## TASK BRIEF
Reproduce all the lines below with "thickest" swapped for "widest" wherever it occurs, changing nothing else, and omit the pictures.

--

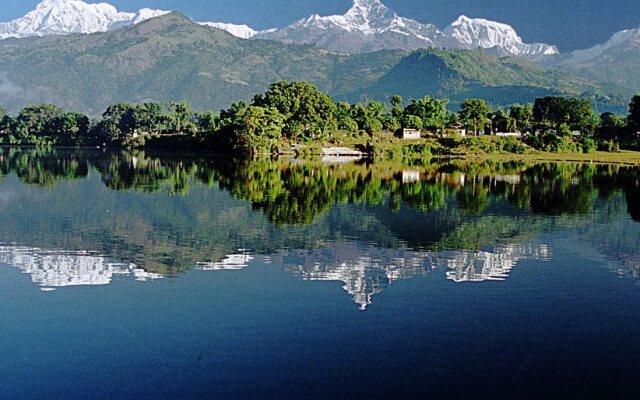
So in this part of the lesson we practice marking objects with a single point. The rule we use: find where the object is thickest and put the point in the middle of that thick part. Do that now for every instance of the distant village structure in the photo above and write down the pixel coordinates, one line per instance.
(409, 134)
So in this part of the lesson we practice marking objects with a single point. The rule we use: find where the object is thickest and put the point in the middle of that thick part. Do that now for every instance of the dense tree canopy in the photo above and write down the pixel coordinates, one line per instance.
(297, 112)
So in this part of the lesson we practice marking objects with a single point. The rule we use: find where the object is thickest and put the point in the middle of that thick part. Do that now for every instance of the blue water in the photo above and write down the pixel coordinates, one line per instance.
(563, 321)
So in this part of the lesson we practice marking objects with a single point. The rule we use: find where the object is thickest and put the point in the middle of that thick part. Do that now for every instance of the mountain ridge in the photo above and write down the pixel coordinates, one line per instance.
(367, 26)
(171, 58)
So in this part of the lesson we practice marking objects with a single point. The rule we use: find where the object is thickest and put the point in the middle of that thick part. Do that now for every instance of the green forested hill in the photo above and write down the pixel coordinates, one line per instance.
(172, 58)
(461, 74)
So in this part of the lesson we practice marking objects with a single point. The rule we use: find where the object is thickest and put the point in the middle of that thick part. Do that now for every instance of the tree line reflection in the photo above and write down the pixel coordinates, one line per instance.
(162, 215)
(295, 192)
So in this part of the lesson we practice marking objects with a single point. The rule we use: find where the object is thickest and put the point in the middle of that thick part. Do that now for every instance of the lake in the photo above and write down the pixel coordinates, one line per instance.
(133, 275)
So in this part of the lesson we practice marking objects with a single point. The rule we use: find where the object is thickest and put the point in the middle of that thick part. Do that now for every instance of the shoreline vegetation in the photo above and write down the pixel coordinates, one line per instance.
(295, 118)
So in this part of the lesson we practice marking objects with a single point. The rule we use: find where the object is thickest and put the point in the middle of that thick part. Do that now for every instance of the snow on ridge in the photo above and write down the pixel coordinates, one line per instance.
(367, 26)
(372, 25)
(63, 17)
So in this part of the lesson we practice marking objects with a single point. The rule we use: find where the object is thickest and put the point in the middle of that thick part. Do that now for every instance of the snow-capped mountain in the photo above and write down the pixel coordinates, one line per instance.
(369, 25)
(241, 31)
(62, 17)
(619, 43)
(481, 33)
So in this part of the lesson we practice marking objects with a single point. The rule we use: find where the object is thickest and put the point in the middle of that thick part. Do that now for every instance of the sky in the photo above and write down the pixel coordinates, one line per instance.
(569, 24)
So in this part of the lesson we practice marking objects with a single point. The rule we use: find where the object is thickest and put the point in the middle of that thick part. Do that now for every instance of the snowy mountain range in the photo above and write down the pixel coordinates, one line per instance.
(63, 17)
(367, 26)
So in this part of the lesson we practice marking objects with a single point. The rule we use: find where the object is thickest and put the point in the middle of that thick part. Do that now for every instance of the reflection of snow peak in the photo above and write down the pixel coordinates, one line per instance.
(230, 262)
(367, 271)
(53, 269)
(490, 266)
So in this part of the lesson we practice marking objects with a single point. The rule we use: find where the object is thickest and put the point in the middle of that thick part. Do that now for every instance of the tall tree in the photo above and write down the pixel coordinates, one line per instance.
(634, 113)
(475, 113)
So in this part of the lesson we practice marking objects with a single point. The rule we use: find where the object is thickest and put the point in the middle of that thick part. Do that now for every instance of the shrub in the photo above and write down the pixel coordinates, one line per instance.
(589, 145)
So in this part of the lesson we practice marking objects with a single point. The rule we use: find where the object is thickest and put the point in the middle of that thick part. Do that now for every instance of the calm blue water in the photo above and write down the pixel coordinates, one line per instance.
(190, 278)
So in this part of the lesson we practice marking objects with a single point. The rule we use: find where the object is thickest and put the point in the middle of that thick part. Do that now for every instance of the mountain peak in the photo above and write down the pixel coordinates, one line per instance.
(63, 17)
(474, 33)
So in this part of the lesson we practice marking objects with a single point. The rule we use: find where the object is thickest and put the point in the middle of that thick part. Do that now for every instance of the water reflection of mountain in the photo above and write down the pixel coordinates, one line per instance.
(54, 269)
(366, 270)
(167, 214)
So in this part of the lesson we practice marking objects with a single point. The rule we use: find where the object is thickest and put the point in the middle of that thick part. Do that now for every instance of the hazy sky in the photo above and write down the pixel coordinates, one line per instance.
(570, 24)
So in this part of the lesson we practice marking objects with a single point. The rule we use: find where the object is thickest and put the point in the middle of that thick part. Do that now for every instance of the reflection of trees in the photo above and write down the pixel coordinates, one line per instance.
(43, 167)
(452, 205)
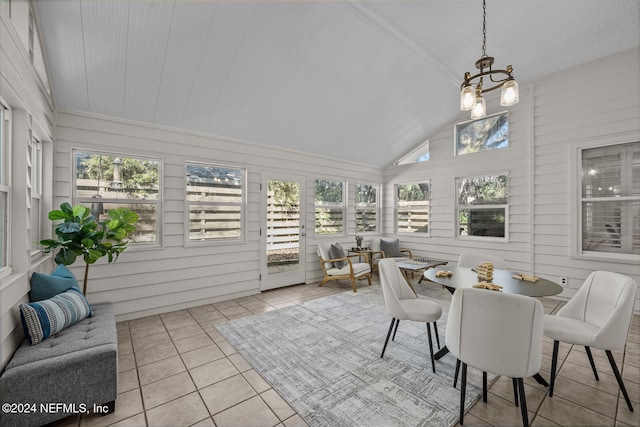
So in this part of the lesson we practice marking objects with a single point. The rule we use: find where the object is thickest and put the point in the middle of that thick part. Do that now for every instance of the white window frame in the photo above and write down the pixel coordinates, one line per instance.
(397, 211)
(34, 192)
(5, 190)
(158, 202)
(243, 208)
(334, 206)
(505, 206)
(375, 209)
(575, 164)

--

## WORKED ANSWER
So in this part of the lesson we practice marking objects with a single point. The rule we use: find where the object is widest and put the point in the middle of that thick part. Do that now for every instance of the distant village structure in the photo above and write down the pixel coordinates, one line per instance.
(409, 134)
So in this part of the lesson we practice marking objects with a single point. The rule we use: find where the object is widest and put the point in the middle of that thick part. Do that now for every instance of the dense tree canopy in the photo above and write down the pixel coordinates, one line per instance.
(297, 112)
So in this part of the lesson we practice marking objects with a single point. The rule we use: find where the object is widest and put the point in the middle of that thick part. Do that now for every instance of the blue water in the photo above and write down the pixel coordinates, one line per instance.
(563, 321)
So in this part of the lesson we practice marking objects with a single point. The rule we use: find where the object is widest and put the point in the middle of that thick part. Do that now for every instance of the mountain ridge in the photo above and write down the pixel coordinates, one line per instance.
(367, 26)
(171, 58)
So in this part of the lesson we practice marking objects with a single point. The rule we use: find where the object is widest and put the point in the middle of that thick part. Do that now for every instance of the green forested hill in the photo above and write down the pixel coordinates, one line per instance.
(172, 58)
(461, 74)
So in this part of the lesson we practice marking objects with a single point. The rule we use: find where the object is widest and put the point in the middle of that thick part. Do that now for every instance of the tree line reflection in the photo above and write down the pixel coordinates, one line per instance.
(162, 215)
(295, 192)
So in this part of the lesson we practice marking objects with a single point. The rule we use: find where the object is widest and put the point in the middle of that thick part. Do that now for every instance of the lake in the photo above and write down the pixel coordinates, one line per instance.
(133, 275)
So in this part of the lesson we practice marking objects with a single point. The rule we use: find where the object is widest and put the point in the middle of that thick part. Do that now for every instance of the shoreline vegetation in the photo above and write down the pixel coordinates, one line per instance.
(295, 118)
So in this part of the lesson we practice marking objects with a single point. The rule we use: find where the object is widest and put the point in the middle of that thick part. Do that now for every instance of the snow on ridge in the photo above and write down the pixel coordinates, one line per instance.
(367, 26)
(372, 25)
(63, 17)
So in this part of the lesson we practice marking objects with a single point. The rule we use: find where the object is widest and put the point in the middle of that thick part. Do that now for every instance of the snow-capped mountain in the photo above and write down the pixel coordinates, one line per instance.
(369, 25)
(241, 31)
(62, 17)
(619, 43)
(481, 33)
So in this part of the lesson we practice marking objects with a single point. The rule we use: find where the object is widest and put the point in the middle of that thick part. Do that now for every instance of the sky in the photo above and write down the pixel coordinates, one line per instance.
(569, 24)
So in this part of the lesson we practice marking objects with a single point. The rule we use: find where the object is widest and put the point in the middle of that thick part. Do that now for every instance of the snowy mountain range in the photo above and write down the pixel coordinates, one line per instance.
(63, 17)
(367, 26)
So in this part of the lesson we practice marking objects with a single point. The rule we use: find where the object is widest and put the point in the middle of that thick part. Do that now for every instance of the reflection of snow peak in the photo above and write down the pixel coordinates, one line per instance.
(230, 262)
(367, 271)
(53, 269)
(490, 266)
So in this part of the lesson we practice marking objects with a single point. The rule we use: find where the object is widest and put the point in the middle of that thick part. Do that now for every instance of the tall tree in the photo above and write down the pixel coordinates, one line per instance.
(634, 113)
(475, 113)
So in this part of the lesson we practice marking objects with a single point. The rule we use: find where the object is widest and put the point in the middle of that thick part. Do that now for every instance of the shrub in the photo above and write down the pixel coordinates, one line per instance.
(589, 145)
So in this part of the lesson we practice marking objects with a single point. The rule we use: find where the object is widest and put the point in the middle of that thick part. Do that now for every instance of the calm blue water in the photo above and write down the pixel coordinates, one line per instance.
(190, 278)
So in this part of the lesson we practice marking objects with a single point. The rule we use: find where the object is widest and put the point in the middle of that thick part. Do that now for every instance of the mountain peak in the photo above and write down the pixel coordinates, one line per instance.
(63, 17)
(474, 33)
So in this part of the lesson we practice marking objects with a single point. The rule we use: find where the object is widest and put the point in the middle of that thick part. Do that now for every instance of the water reflection of mountain in the photo above and write down the pixel coordinates, one line per instance.
(54, 269)
(366, 270)
(167, 214)
So in this part of the lesson we practice marking objects with a single point. The rule we use: find where the object is widest and put the point in the middle of that thick part. Do that now for every instance of the hazy sky in the photo above and write down the pixel coordinates, one line per instance.
(570, 24)
So in this part of the lesson we practice marking objects with a single point. The rule we use: find where the object is widest and put the point in the middle of that thick part. Do that now for every instance of the reflection of trees in the photo above and write down the pixel coordinates, one line per instance.
(43, 167)
(452, 205)
So in this part of the lesson we practice marking objects with a single point. The rule we use: find where the object is widest and put the point in the middle of that thick part. Do that now for every instance of the white window frame in the photo above and write down the pixel coordinates, one line per instance.
(397, 211)
(34, 192)
(5, 190)
(158, 202)
(243, 208)
(334, 206)
(505, 206)
(375, 209)
(575, 164)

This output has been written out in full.